[Region pointing data]
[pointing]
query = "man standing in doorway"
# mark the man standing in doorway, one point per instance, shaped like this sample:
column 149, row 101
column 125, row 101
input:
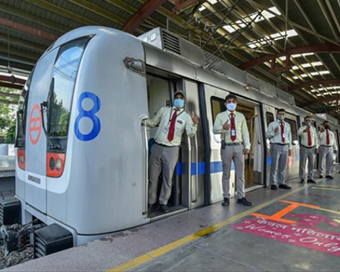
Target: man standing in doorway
column 235, row 144
column 172, row 122
column 309, row 147
column 327, row 147
column 280, row 137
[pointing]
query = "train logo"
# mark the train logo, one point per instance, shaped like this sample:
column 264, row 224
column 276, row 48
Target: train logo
column 35, row 124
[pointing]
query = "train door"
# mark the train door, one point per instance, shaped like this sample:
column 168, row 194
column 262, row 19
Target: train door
column 187, row 186
column 35, row 174
column 316, row 156
column 215, row 99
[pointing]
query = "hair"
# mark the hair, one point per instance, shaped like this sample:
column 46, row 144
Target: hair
column 231, row 96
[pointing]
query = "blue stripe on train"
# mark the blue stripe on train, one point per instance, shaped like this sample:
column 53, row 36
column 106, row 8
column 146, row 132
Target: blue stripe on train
column 215, row 167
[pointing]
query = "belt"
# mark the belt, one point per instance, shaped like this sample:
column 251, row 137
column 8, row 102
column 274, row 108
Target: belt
column 309, row 147
column 167, row 145
column 234, row 144
column 279, row 144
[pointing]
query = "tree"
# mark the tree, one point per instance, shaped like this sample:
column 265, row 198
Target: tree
column 8, row 110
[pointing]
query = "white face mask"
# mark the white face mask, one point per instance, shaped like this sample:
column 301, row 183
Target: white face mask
column 280, row 117
column 231, row 106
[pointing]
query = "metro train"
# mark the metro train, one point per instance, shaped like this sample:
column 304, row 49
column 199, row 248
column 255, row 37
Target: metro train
column 82, row 147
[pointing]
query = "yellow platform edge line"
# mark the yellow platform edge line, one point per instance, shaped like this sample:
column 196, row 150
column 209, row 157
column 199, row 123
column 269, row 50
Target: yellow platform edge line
column 169, row 247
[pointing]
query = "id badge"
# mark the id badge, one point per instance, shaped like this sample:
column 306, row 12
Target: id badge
column 165, row 128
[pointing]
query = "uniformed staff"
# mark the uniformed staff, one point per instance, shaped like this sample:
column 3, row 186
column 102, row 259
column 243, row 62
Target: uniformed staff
column 280, row 137
column 235, row 144
column 309, row 147
column 327, row 147
column 172, row 122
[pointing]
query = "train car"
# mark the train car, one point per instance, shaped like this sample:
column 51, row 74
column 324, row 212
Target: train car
column 83, row 148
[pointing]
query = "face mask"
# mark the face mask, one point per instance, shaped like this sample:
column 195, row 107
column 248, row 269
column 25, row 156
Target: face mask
column 178, row 103
column 280, row 117
column 231, row 106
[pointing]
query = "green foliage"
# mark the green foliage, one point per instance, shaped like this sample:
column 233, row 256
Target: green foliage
column 7, row 116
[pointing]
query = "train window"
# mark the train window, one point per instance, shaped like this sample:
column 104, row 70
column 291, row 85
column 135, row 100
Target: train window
column 21, row 113
column 61, row 89
column 217, row 106
column 269, row 117
column 293, row 128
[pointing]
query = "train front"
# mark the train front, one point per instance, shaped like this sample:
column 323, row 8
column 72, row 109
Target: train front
column 80, row 144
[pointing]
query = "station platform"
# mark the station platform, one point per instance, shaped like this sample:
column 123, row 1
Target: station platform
column 286, row 230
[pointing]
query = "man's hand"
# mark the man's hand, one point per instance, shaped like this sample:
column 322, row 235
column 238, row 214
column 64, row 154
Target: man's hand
column 226, row 125
column 194, row 118
column 246, row 151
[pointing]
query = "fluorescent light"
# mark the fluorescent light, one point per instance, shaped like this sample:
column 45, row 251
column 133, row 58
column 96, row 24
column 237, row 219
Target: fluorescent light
column 240, row 23
column 267, row 14
column 324, row 72
column 229, row 28
column 201, row 8
column 275, row 10
column 317, row 63
column 291, row 33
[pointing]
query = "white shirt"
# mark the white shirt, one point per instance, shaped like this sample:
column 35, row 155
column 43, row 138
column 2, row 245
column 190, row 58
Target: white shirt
column 304, row 136
column 323, row 139
column 163, row 118
column 275, row 137
column 242, row 134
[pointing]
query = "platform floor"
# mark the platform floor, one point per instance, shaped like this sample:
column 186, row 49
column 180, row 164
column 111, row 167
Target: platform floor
column 286, row 230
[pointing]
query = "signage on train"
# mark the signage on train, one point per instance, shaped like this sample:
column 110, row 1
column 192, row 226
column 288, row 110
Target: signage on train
column 35, row 124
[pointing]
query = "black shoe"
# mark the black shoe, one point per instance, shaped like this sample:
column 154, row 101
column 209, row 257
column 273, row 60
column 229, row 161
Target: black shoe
column 164, row 208
column 153, row 207
column 311, row 181
column 244, row 201
column 273, row 187
column 284, row 186
column 225, row 202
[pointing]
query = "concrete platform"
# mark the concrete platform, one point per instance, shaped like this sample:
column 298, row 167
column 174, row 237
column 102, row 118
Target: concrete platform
column 288, row 230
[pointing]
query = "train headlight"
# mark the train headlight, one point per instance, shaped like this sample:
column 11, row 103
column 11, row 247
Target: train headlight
column 52, row 163
column 58, row 164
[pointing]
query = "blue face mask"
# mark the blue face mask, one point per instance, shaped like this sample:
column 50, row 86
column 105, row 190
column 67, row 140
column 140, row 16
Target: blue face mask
column 231, row 106
column 178, row 103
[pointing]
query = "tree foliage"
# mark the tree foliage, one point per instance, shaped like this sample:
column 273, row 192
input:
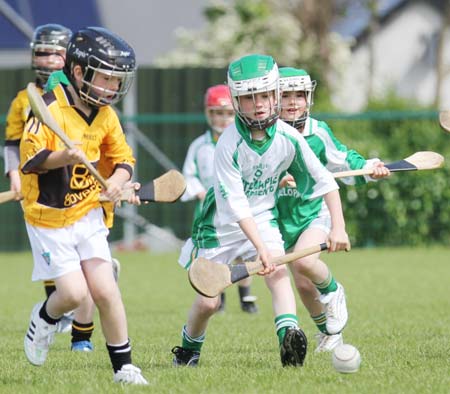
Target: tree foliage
column 295, row 32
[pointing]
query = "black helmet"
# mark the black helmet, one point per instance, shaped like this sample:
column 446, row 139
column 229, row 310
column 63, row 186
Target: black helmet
column 48, row 40
column 98, row 50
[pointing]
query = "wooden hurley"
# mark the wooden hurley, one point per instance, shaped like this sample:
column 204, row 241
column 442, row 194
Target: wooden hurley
column 418, row 161
column 210, row 279
column 41, row 112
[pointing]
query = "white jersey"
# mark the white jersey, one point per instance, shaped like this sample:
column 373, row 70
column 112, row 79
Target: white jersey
column 198, row 169
column 246, row 181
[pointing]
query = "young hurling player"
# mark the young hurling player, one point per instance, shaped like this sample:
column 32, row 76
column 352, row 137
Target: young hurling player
column 64, row 218
column 48, row 52
column 199, row 171
column 82, row 321
column 238, row 219
column 306, row 222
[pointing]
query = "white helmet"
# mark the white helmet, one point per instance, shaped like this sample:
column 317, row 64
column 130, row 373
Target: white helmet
column 298, row 80
column 250, row 75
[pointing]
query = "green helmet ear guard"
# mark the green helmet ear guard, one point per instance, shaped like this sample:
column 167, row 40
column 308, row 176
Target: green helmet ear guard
column 298, row 80
column 254, row 74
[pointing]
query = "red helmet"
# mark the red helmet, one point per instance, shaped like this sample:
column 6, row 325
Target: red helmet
column 218, row 96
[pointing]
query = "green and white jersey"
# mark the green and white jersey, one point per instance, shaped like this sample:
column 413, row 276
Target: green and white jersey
column 246, row 178
column 198, row 169
column 296, row 213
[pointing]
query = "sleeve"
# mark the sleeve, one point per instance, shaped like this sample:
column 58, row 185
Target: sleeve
column 115, row 149
column 15, row 122
column 231, row 201
column 16, row 118
column 36, row 145
column 339, row 158
column 312, row 178
column 190, row 172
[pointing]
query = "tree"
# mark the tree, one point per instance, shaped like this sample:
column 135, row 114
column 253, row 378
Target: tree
column 295, row 32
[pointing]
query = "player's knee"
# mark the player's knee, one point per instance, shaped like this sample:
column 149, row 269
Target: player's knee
column 304, row 265
column 304, row 285
column 207, row 306
column 72, row 297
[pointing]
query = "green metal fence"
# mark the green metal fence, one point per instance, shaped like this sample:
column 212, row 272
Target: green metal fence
column 170, row 113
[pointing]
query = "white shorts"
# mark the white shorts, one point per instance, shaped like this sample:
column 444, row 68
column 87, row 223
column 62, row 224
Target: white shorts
column 322, row 222
column 241, row 249
column 58, row 251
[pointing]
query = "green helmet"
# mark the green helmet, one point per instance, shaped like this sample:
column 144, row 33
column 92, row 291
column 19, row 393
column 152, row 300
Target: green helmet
column 250, row 75
column 294, row 80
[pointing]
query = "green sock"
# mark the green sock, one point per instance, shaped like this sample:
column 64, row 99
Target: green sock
column 191, row 343
column 321, row 322
column 282, row 323
column 328, row 285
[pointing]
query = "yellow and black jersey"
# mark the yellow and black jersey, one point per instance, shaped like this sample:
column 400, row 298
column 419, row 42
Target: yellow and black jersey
column 59, row 197
column 15, row 122
column 106, row 168
column 17, row 117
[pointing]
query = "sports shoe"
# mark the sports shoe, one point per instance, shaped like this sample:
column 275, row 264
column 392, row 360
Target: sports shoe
column 82, row 346
column 185, row 357
column 248, row 304
column 65, row 324
column 293, row 348
column 326, row 343
column 335, row 310
column 38, row 337
column 116, row 269
column 129, row 374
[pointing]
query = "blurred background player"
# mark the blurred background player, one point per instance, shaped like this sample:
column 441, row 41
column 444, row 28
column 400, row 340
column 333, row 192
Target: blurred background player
column 198, row 168
column 63, row 215
column 238, row 218
column 303, row 223
column 48, row 53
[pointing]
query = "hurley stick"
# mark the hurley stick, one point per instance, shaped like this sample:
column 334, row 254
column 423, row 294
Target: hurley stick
column 210, row 279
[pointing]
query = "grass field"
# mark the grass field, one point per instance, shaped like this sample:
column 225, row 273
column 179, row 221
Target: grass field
column 399, row 308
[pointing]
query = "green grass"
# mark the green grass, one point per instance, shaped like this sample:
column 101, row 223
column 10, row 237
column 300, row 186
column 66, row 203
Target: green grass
column 399, row 307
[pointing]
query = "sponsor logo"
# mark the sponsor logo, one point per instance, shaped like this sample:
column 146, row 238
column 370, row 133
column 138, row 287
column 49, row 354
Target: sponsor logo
column 46, row 257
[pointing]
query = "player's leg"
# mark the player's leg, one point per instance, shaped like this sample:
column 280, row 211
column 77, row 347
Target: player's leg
column 82, row 321
column 106, row 295
column 71, row 289
column 59, row 260
column 95, row 256
column 247, row 301
column 83, row 326
column 65, row 324
column 327, row 292
column 292, row 340
column 193, row 333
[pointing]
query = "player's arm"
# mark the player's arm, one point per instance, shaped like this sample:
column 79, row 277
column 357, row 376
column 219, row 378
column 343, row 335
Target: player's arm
column 338, row 237
column 340, row 158
column 13, row 133
column 119, row 155
column 232, row 203
column 249, row 228
column 194, row 187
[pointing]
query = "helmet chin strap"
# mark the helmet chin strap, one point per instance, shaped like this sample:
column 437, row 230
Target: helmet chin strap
column 259, row 124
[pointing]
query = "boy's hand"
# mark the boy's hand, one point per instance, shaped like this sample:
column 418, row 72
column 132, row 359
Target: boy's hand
column 338, row 240
column 264, row 256
column 380, row 171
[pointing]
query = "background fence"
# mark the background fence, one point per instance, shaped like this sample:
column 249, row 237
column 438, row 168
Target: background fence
column 406, row 209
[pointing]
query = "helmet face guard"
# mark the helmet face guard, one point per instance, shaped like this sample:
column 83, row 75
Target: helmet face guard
column 252, row 75
column 105, row 94
column 298, row 80
column 218, row 108
column 108, row 66
column 48, row 50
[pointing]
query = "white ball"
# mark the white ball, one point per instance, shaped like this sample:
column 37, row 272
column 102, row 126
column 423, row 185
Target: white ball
column 346, row 358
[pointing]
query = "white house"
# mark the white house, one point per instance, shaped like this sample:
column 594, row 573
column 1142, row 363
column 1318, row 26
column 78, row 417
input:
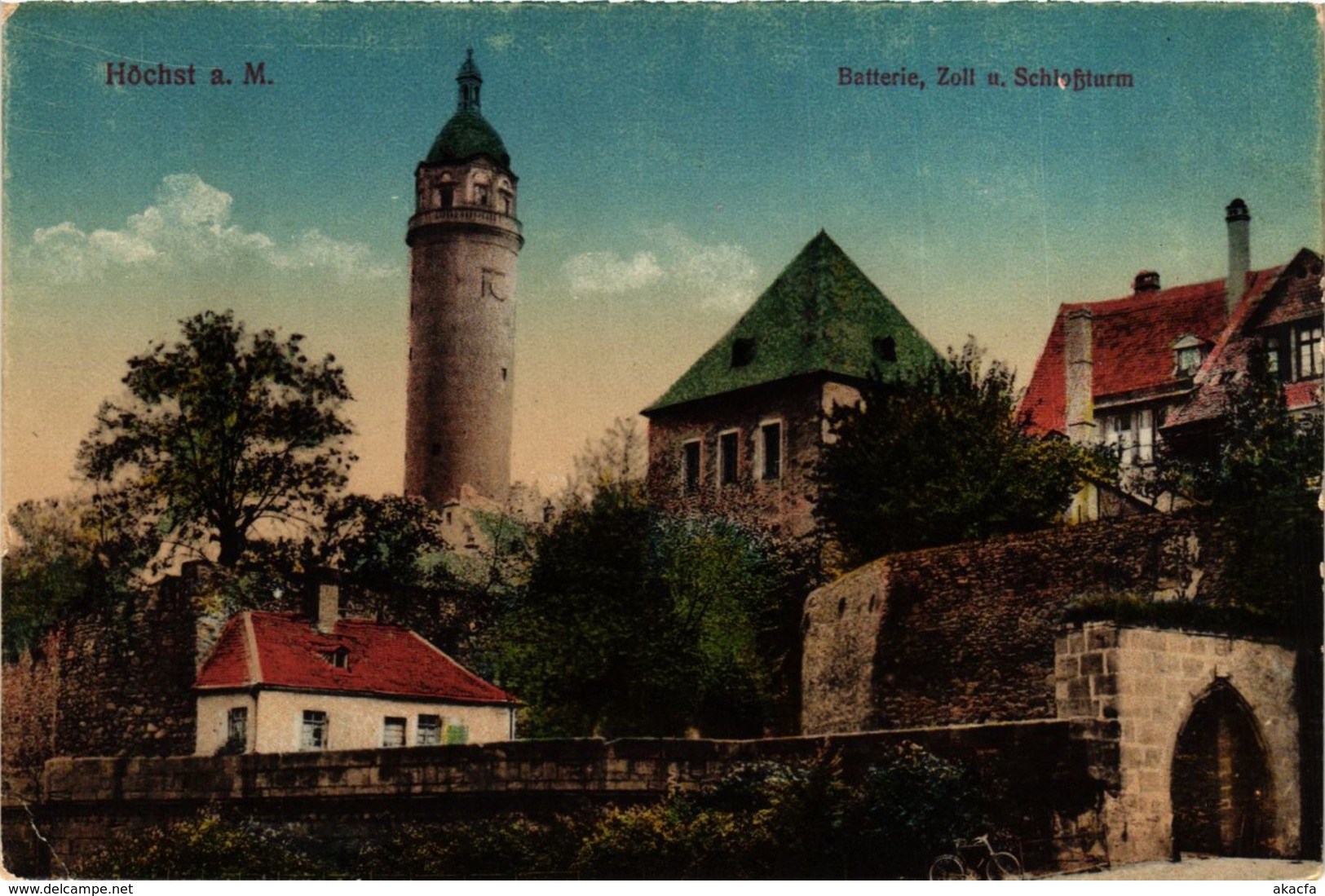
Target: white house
column 281, row 682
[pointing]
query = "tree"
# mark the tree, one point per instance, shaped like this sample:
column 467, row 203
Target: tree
column 636, row 623
column 1257, row 476
column 943, row 457
column 220, row 431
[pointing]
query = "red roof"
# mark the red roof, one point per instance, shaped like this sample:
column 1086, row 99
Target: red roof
column 282, row 650
column 1132, row 347
column 1279, row 294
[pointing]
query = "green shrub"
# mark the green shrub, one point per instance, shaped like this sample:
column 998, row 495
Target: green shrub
column 510, row 846
column 908, row 810
column 205, row 847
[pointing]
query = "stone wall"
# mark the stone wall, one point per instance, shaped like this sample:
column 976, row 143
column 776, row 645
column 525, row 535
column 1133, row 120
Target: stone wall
column 112, row 682
column 1049, row 779
column 965, row 633
column 1151, row 682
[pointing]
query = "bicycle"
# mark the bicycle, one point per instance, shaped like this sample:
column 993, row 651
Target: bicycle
column 990, row 866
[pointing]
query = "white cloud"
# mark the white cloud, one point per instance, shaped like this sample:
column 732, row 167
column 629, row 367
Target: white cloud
column 716, row 276
column 720, row 275
column 604, row 272
column 188, row 226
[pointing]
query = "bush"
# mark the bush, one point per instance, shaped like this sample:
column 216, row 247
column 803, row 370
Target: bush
column 205, row 847
column 501, row 847
column 908, row 810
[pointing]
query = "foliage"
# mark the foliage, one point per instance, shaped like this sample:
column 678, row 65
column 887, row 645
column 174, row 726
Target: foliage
column 908, row 809
column 616, row 461
column 939, row 459
column 794, row 819
column 205, row 847
column 387, row 542
column 639, row 623
column 61, row 555
column 500, row 847
column 1257, row 479
column 220, row 431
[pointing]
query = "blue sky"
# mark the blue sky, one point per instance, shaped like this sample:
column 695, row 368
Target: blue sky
column 672, row 159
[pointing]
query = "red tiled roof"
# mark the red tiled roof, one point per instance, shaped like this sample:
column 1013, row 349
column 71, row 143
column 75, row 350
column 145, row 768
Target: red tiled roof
column 284, row 650
column 1275, row 296
column 1132, row 346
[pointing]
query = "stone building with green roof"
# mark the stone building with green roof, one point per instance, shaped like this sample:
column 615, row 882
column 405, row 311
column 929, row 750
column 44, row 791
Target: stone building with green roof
column 741, row 431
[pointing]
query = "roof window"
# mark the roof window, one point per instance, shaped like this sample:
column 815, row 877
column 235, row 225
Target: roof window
column 886, row 349
column 742, row 351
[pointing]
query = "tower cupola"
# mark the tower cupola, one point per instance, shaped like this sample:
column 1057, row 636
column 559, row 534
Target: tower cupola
column 470, row 82
column 464, row 241
column 468, row 135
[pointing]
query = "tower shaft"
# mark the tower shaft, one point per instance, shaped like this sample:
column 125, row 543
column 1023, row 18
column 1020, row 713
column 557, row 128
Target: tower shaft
column 464, row 241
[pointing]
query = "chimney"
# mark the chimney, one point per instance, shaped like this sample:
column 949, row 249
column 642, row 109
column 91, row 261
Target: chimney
column 322, row 601
column 1077, row 351
column 1239, row 252
column 1146, row 281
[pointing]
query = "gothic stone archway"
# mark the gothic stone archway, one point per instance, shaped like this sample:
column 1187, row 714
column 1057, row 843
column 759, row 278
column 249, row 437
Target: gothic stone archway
column 1221, row 785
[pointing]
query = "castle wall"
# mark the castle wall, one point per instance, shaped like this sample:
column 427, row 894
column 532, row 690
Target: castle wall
column 1040, row 773
column 965, row 633
column 1151, row 682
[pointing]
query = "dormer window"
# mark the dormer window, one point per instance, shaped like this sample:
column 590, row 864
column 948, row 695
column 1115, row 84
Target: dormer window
column 1187, row 354
column 742, row 351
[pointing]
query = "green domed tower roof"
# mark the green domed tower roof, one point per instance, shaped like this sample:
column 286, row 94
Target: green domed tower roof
column 468, row 135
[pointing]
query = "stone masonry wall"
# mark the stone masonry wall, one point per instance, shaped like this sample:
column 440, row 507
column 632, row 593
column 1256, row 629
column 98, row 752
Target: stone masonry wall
column 113, row 682
column 1149, row 682
column 1045, row 775
column 965, row 633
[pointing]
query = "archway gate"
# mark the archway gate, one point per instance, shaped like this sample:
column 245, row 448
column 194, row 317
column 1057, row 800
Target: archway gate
column 1208, row 739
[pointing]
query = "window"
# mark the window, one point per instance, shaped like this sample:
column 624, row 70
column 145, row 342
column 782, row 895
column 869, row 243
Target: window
column 392, row 730
column 1145, row 436
column 1189, row 361
column 742, row 351
column 1310, row 351
column 1132, row 435
column 1274, row 364
column 488, row 285
column 314, row 732
column 691, row 460
column 770, row 451
column 236, row 726
column 430, row 730
column 727, row 446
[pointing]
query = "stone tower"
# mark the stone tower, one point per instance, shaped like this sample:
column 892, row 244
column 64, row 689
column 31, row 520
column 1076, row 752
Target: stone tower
column 464, row 241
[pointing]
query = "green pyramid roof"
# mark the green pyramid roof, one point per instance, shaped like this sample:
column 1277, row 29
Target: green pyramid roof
column 822, row 315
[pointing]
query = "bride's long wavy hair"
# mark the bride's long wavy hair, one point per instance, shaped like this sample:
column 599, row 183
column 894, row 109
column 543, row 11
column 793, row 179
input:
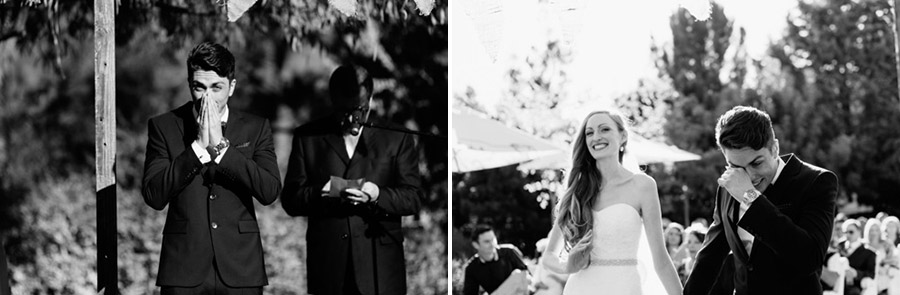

WHAT THIS TASK INVOLVES | A complete answer gives every line of the data that includes "wavy".

RESPONSE TO THE EXERCISE |
query = "bride's long wavy hair"
# mark the bride's long wavy hair, one point per instance, shaped like this sample:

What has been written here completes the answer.